TASK DESCRIPTION
Copy out all of the material, matching it word for word.

Dataset rows
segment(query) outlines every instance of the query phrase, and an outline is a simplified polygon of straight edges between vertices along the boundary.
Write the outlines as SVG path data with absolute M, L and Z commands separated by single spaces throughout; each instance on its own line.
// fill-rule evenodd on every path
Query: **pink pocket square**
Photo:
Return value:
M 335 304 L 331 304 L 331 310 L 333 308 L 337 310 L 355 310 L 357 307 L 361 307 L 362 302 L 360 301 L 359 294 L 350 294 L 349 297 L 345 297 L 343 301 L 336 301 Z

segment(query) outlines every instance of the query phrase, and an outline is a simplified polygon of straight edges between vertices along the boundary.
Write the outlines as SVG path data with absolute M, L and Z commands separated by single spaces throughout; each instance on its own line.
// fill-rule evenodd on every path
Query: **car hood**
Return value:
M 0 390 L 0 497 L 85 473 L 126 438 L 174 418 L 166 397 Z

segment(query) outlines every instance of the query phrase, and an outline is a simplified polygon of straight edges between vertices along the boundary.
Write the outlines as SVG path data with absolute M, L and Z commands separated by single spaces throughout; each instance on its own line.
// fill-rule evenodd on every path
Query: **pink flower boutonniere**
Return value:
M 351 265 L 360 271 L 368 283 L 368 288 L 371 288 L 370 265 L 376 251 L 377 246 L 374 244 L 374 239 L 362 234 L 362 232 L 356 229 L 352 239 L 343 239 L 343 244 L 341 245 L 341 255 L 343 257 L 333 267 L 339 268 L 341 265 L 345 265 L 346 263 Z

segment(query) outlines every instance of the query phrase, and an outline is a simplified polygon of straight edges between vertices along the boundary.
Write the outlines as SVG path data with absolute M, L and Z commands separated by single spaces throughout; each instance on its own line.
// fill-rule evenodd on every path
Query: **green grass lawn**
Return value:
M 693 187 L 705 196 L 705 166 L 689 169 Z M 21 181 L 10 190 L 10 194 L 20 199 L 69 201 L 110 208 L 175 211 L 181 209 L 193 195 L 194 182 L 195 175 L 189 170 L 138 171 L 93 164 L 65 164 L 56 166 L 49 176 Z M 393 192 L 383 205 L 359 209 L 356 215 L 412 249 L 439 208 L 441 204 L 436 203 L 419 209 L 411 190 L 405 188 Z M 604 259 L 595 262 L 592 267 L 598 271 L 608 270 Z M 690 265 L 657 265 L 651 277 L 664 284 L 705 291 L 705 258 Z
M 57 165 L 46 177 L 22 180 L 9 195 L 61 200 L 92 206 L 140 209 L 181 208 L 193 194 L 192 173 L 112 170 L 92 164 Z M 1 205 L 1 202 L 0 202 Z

SOLUTION
segment(query) outlines every instance of the query phrase, and an outline is a simplified polygon of straight edges between vertices along the boundary.
Write the outlines as SVG path data with absolute M, L and Z commands separated by single spaces throughout; each instance on its own line.
// fill-rule evenodd on every path
Query: **pink pocket square**
Photo:
Return value:
M 335 304 L 331 304 L 331 310 L 333 308 L 337 310 L 355 310 L 357 307 L 361 307 L 362 302 L 360 301 L 359 294 L 350 294 L 349 297 L 345 297 L 343 301 L 336 301 Z

segment(query) outlines every instance of the query phrase, and an outline is a simplified polygon of straight edges between vertices along the boundary.
Write the outlines as SVG path data with absolute M, L and Z commands separated by single spaces throughout; each instance on its own line.
// fill-rule evenodd on every path
Query: **car hood**
Return value:
M 0 390 L 0 497 L 85 473 L 126 438 L 174 418 L 166 397 Z

segment(query) outlines every instance of the query phrase, and an outline is a simplified polygon of straight edges between vertices along the boundary.
Write the outlines as SVG path data with absolute M, L and Z commands separated by single spaces throughout; each instance on its own line.
// fill-rule evenodd on every path
Query: **pink flower boutonniere**
Return value:
M 351 265 L 360 271 L 368 283 L 368 288 L 371 288 L 370 265 L 376 251 L 377 246 L 374 244 L 374 239 L 362 234 L 362 232 L 356 229 L 352 239 L 343 239 L 343 244 L 341 245 L 341 255 L 343 257 L 333 267 L 339 268 L 341 265 L 345 265 L 346 263 Z

segment(query) outlines every instance of the query phrase, and an outline is a simplified polygon of straight edges between vertices along the boundary.
Write the outlines as SVG path data with absolute M, L and Z commands separated by single spaces throughout; each instance on its own line.
// fill-rule evenodd on every path
Query: **green grass lawn**
Return value:
M 693 187 L 705 196 L 705 166 L 689 169 Z M 21 181 L 10 190 L 10 194 L 20 199 L 69 201 L 110 208 L 175 211 L 181 209 L 193 195 L 194 182 L 195 175 L 189 170 L 138 171 L 93 164 L 65 164 L 56 166 L 49 176 Z M 393 192 L 383 205 L 359 209 L 356 215 L 412 249 L 439 208 L 441 204 L 436 203 L 419 209 L 411 190 L 405 188 Z M 604 259 L 595 262 L 592 267 L 598 271 L 608 270 Z M 690 265 L 657 265 L 651 277 L 664 284 L 705 291 L 705 258 Z
M 57 165 L 46 177 L 22 180 L 9 195 L 61 200 L 92 206 L 140 209 L 181 208 L 193 194 L 192 173 L 112 170 L 92 164 Z M 1 205 L 1 202 L 0 202 Z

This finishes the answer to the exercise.